■ What you are asked to do: Copy the records below line for line, without changing anything in them.

::: Data for this exercise :::

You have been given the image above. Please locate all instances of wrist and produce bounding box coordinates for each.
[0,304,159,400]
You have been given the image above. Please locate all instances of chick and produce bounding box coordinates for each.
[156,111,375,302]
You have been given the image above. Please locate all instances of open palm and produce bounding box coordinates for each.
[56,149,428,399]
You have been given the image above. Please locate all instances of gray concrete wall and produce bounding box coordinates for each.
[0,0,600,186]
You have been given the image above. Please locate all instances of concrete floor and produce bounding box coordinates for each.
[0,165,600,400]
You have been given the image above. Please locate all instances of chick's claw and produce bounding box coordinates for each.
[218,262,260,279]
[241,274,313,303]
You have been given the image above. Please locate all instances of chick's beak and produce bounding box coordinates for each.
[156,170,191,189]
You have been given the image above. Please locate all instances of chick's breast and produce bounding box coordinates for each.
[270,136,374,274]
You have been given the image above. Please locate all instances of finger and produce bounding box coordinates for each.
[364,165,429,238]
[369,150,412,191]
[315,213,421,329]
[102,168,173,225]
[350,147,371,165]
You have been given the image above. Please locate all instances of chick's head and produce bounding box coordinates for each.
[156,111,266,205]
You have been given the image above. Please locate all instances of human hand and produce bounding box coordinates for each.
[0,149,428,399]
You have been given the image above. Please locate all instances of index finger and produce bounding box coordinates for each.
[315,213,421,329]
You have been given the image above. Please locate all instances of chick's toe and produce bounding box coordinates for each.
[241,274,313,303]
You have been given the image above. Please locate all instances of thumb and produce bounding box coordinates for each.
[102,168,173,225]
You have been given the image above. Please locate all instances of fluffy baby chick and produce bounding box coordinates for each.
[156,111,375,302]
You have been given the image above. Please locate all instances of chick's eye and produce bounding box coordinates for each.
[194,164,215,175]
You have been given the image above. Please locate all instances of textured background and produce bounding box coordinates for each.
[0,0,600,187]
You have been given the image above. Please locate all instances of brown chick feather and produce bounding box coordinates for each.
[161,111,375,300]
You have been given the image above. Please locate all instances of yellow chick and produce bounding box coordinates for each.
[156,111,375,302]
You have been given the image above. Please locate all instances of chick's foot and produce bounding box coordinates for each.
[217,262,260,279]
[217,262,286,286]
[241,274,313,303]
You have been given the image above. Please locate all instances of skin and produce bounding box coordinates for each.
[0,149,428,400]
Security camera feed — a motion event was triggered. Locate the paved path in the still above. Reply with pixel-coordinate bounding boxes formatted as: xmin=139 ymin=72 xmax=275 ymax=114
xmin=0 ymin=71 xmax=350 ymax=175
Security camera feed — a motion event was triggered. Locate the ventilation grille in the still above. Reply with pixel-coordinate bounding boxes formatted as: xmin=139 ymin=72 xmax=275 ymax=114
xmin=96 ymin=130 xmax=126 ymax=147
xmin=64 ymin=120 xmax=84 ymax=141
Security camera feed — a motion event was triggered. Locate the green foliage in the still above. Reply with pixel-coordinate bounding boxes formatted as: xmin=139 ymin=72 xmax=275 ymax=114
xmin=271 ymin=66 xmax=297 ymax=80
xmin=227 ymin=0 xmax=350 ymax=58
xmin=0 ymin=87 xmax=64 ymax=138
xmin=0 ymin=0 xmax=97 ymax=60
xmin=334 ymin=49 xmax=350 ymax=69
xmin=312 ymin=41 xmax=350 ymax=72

:::

■ Complete answer:
You have been given the image above. Please locate all instances of wrist and produce bounding box coordinates for each.
[0,304,159,400]
You have been given the image above. Please locate all instances of chick and produce bounding box coordinates for each.
[156,111,375,302]
You have been given the image above. Please locate all instances of open palm and produce bounding box coordinates for each.
[56,149,428,399]
You have been given the image above. Please locate all instances of gray concrete wall and produce bounding box coordinates for each.
[0,0,600,186]
You have been given the image above. Please locate all instances of concrete floor and produce bounding box coordinates for each.
[0,165,600,400]
You have been given the image above. Please locate all instances of chick's claw and produce bounding box coordinates for each.
[218,262,260,279]
[241,274,313,303]
You have been given the image above. Please locate all instances of chick's beak and produce bounding box coordinates for each.
[156,170,191,189]
You have been given the image above. Please locate all instances of chick's breast and produce bounding box coordinates for each.
[270,136,374,274]
You have been given the image above. Please locate all instances of finger and produce bounding box coordinates for each.
[364,165,429,238]
[369,150,412,191]
[315,213,421,329]
[102,168,173,225]
[350,147,371,165]
You have been given the image above. Please locate all instances of chick's head and produce bounding box coordinates for each.
[156,111,266,205]
You have been given the image above. Please locate all instances of human hand and produce bounding box coordinates for each.
[0,149,428,399]
You have been given the image above. Please locate all instances of index finger and produce bounding box coordinates for each.
[315,213,421,329]
You have been given the image above. Please locate all instances of chick's toe and produce bounding box coordinates for each.
[241,274,313,303]
You have been given the image above. Please locate all instances of thumb and produce bounding box coordinates for each.
[102,168,173,225]
You have been given the image above. Please locate all instances of fluffy baby chick and produce bounding box coordinates for each.
[156,111,375,302]
You have been given the image above. Please locate all instances of chick's eye and produce bounding box coordinates for each.
[194,164,215,175]
You have been given the image above. Please locate all instances of textured background and produce bounding box coordinates for each.
[0,0,600,187]
You have been given the image above. Please locate all instances of brown chick feather and produce bounding box coordinates for each.
[161,111,375,300]
You have been given the image above. Please locate all instances of yellow chick and produce bounding box coordinates for each.
[156,111,375,302]
You have been given the image above. Please locate all instances of chick's foot and produce bounding box coordinates for each.
[217,262,260,279]
[217,262,286,286]
[241,274,313,303]
You have been given the image above. Please locate all instances of skin and produce bounding box coordinates for each.
[0,149,428,400]
Security camera feed — a motion event was triggered. Locate the paved path in the still above. Reply with pixel-coordinate bounding boxes formatted as: xmin=139 ymin=72 xmax=275 ymax=114
xmin=0 ymin=71 xmax=350 ymax=175
Security camera feed — a motion event was triggered. Locate the ventilation grille in the still above. Reply with pixel-coordinate bounding boxes formatted as: xmin=139 ymin=72 xmax=275 ymax=114
xmin=96 ymin=130 xmax=126 ymax=147
xmin=64 ymin=120 xmax=84 ymax=141
Security camera feed — a motion event was triggered. Locate the green foliage in the still above. Reply with pixel-coordinate bounding boxes formatted as: xmin=139 ymin=72 xmax=275 ymax=114
xmin=271 ymin=66 xmax=297 ymax=80
xmin=227 ymin=0 xmax=350 ymax=58
xmin=0 ymin=87 xmax=64 ymax=138
xmin=0 ymin=0 xmax=97 ymax=60
xmin=334 ymin=49 xmax=350 ymax=69
xmin=312 ymin=41 xmax=350 ymax=72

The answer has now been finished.